DOCUMENT EXTRACT: Begin

The lemurs are on a much needed vacation in Italy, kicking off with a weekend in Rome. We've been here 24 hours and so far, my stand out food experience has been cheese. This probably elicits a 'no shit' response from many people but normally I'm not a cheese whore. It's probably the Asian mouth thing – I often find cheese to be a bit much, alarmingly fatty or just unpleasant in texture. I know, it's odd, but anyway, point is, it takes a lot to make me love cheese. And in Rome, the pecorino is transcendent: a generous, excessive, almost pornographic blanketing of sheer happiness on pasta.


We're staying in Trastevere, a neighbourhood that's really pretty and funky in parts, but with a touristed centre that is perhaps best avoided at night. Saying that, the basilica is gorgeous at night and if you give some of the most trafficked streets a body swerve, there are some very cute places to eat. We went to Da Lucia on the recommendation of our Rome expert friend JD (he actually gave us a list of recommended spots we'd need a fortnight here to try all of, but hey, we can come back). Da Lucia is in a super pretty alley and has a mildly scandalous reputation centering on the owner and his, er, endowments. It attracts tourists for sure, and the waitstaff speak English, but it also had plenty of locals and a very Italian atmosphere.

DOCUMENT EXTRACT: End
DATASET EXTRACT: Begin

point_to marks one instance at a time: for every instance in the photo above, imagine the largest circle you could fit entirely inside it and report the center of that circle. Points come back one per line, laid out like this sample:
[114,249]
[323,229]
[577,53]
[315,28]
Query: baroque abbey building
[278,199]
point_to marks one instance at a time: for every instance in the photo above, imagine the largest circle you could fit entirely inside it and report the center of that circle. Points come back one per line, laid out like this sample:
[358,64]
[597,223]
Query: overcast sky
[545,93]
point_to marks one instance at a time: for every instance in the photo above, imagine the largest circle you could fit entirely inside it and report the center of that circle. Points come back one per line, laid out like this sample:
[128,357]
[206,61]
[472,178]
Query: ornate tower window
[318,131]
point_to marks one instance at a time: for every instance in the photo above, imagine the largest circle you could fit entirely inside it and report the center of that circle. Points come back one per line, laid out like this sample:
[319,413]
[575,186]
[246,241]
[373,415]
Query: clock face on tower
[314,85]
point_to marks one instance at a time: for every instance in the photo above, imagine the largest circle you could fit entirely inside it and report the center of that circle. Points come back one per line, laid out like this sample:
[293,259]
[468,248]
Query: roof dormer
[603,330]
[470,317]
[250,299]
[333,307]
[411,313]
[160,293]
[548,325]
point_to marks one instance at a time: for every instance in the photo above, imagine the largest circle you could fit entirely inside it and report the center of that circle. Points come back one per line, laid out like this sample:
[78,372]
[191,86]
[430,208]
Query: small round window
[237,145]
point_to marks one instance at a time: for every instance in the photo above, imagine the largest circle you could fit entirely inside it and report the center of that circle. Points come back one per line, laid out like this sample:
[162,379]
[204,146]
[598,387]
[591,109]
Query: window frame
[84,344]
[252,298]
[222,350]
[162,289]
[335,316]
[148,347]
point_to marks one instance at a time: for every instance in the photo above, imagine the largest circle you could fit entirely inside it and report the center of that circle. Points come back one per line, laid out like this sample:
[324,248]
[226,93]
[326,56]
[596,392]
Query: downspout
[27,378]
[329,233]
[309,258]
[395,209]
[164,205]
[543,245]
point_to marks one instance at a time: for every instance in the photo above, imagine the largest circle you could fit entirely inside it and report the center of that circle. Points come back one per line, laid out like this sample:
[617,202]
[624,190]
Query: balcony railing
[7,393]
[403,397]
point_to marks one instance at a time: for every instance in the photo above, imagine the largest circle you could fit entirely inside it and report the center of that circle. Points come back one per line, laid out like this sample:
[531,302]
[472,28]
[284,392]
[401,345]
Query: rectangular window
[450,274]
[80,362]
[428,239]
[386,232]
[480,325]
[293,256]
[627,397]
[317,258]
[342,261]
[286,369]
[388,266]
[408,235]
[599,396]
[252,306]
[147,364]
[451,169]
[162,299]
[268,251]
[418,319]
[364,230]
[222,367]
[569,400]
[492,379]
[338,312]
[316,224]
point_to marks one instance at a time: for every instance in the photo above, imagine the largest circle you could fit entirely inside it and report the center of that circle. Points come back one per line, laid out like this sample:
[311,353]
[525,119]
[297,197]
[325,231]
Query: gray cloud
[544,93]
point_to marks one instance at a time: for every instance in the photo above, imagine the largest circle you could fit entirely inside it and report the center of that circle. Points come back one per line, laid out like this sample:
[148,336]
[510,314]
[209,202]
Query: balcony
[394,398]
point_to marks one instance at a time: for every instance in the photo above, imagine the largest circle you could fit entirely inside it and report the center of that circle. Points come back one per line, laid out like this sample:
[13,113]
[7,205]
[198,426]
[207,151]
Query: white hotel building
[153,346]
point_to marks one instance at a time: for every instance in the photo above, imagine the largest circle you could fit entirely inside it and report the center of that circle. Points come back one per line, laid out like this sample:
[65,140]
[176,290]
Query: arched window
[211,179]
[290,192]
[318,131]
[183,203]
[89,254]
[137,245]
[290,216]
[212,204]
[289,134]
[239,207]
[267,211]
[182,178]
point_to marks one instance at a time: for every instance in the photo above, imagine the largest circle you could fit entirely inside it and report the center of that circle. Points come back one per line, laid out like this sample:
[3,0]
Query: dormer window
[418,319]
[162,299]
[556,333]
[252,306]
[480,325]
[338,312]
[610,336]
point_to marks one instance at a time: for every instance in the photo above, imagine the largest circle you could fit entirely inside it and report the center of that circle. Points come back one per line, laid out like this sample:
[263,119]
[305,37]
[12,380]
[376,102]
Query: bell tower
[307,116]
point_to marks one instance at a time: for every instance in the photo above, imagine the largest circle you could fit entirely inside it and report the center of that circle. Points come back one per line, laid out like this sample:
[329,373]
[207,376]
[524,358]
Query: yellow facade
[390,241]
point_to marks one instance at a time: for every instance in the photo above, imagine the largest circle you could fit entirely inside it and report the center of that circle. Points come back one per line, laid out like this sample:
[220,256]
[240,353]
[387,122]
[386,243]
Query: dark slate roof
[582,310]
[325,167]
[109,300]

DATASET EXTRACT: End

● WORK TO COMPLETE:
Output the entire Rome travel post word for word. The records have no connection to the text.

● FINISHED EXERCISE:
The lemurs are on a much needed vacation in Italy, kicking off with a weekend in Rome. We've been here 24 hours and so far, my stand out food experience has been cheese. This probably elicits a 'no shit' response from many people but normally I'm not a cheese whore. It's probably the Asian mouth thing – I often find cheese to be a bit much, alarmingly fatty or just unpleasant in texture. I know, it's odd, but anyway, point is, it takes a lot to make me love cheese. And in Rome, the pecorino is transcendent: a generous, excessive, almost pornographic blanketing of sheer happiness on pasta.


We're staying in Trastevere, a neighbourhood that's really pretty and funky in parts, but with a touristed centre that is perhaps best avoided at night. Saying that, the basilica is gorgeous at night and if you give some of the most trafficked streets a body swerve, there are some very cute places to eat. We went to Da Lucia on the recommendation of our Rome expert friend JD (he actually gave us a list of recommended spots we'd need a fortnight here to try all of, but hey, we can come back). Da Lucia is in a super pretty alley and has a mildly scandalous reputation centering on the owner and his, er, endowments. It attracts tourists for sure, and the waitstaff speak English, but it also had plenty of locals and a very Italian atmosphere.